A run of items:
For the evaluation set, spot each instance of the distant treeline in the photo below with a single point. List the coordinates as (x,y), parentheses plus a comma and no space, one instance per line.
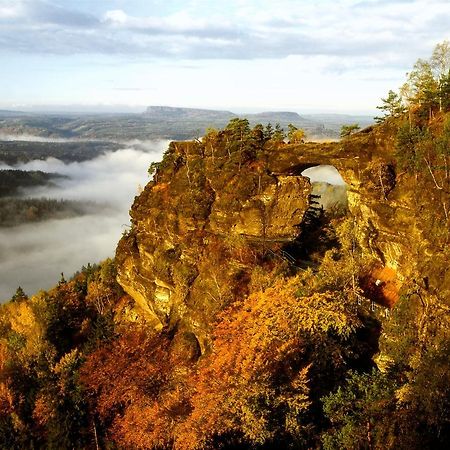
(16,211)
(14,152)
(11,180)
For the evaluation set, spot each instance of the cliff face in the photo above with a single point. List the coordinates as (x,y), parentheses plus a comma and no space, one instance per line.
(208,218)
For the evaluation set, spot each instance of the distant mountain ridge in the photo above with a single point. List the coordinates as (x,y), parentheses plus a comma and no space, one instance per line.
(164,122)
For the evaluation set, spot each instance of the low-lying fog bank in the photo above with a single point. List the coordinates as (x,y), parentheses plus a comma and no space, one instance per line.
(33,256)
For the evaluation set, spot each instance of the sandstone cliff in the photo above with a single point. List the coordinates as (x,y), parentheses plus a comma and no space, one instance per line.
(210,215)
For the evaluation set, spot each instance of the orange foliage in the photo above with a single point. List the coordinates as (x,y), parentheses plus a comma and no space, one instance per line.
(258,368)
(134,388)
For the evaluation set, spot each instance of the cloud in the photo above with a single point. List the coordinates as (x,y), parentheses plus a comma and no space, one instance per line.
(248,30)
(33,256)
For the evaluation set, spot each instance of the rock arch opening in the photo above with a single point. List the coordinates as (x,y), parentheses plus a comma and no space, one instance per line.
(329,189)
(328,200)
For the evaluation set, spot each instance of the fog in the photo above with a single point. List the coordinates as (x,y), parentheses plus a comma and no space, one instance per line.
(34,255)
(324,173)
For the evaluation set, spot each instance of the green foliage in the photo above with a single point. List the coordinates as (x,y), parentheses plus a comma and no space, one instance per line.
(295,135)
(392,106)
(359,411)
(278,134)
(408,149)
(347,130)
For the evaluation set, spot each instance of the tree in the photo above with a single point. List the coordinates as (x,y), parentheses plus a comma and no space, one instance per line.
(278,134)
(347,130)
(268,132)
(19,295)
(359,412)
(295,135)
(424,87)
(392,106)
(255,386)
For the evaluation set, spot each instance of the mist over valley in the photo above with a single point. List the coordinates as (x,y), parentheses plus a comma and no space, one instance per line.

Work to do:
Reproduce all of the items above word for word, leaving out the pictures.

Final answer:
For the evaluation set, spot each instance of the distant treeline in the photo below with a single point. List the coordinates as (x,y), parentheses plus a comma and no space, one instance per line.
(16,211)
(14,152)
(11,180)
For the evaluation set, spot each instance of the cliff face in the photo above with a single point. List the coordinates as (x,y), parentheses plus a comma and no space, one instance per line.
(208,218)
For the evaluation set, spot each instance of the distant mountain ridge in the photo above with a single point. List the coordinates as (x,y), parentheses plus a comma and no space, one instance per line.
(164,122)
For the evaluation set, spot each instance of the low-lying fog bank in the photo above with a single point. List the coordinates as (x,y), parentheses plus a comma and no space, one instance per line.
(33,256)
For the evaluation set, spot each instance of the sandstone cliff in the photo above with a single point. List the coordinates as (x,y), parentheses plus a comma and no space, one instance per line.
(210,215)
For the evaluation set, spot each instance of the orange foliage in the photo above with a single point. List the coordinates as (x,y), parentheses plus a comma and no space, one instance per line.
(258,368)
(134,388)
For the evaluation set, spot each instance of the cloud in the photo above with a single point. List the coordinates as (x,y), parentheses plus a comma and no space, one instance per line.
(248,30)
(33,256)
For the evaluation set, spot each instance of the rock arch opening in the photo above with a single point. List the coordinates as (x,y), parentheses plus a comma and no space, one instance per line.
(329,189)
(328,200)
For the evaluation set, spot each instance of the fog in the photo above with a single point. List the coordinates as (x,y), parentheses plus a comma and no space, one instance per line.
(34,255)
(324,173)
For the evaluation set, spot each instance of the green foliage in the photo above with a single point. List the coordinates as (x,y), parentheses plus a comma and no space, one instance per line.
(295,135)
(392,106)
(359,411)
(278,134)
(408,149)
(347,130)
For the evaluation set, spot each instance of the tree in the photo above with a single point. List the coordinates as (x,y), parentheses plus a comma and no space, one instance per line.
(278,134)
(347,130)
(268,132)
(19,295)
(359,412)
(295,135)
(424,87)
(392,106)
(255,386)
For the evaluation set, spot each instance of the mist over valley in the photo above with a single point. List the coordinates as (x,y), parentheses plus a comma and no space, one instance per line.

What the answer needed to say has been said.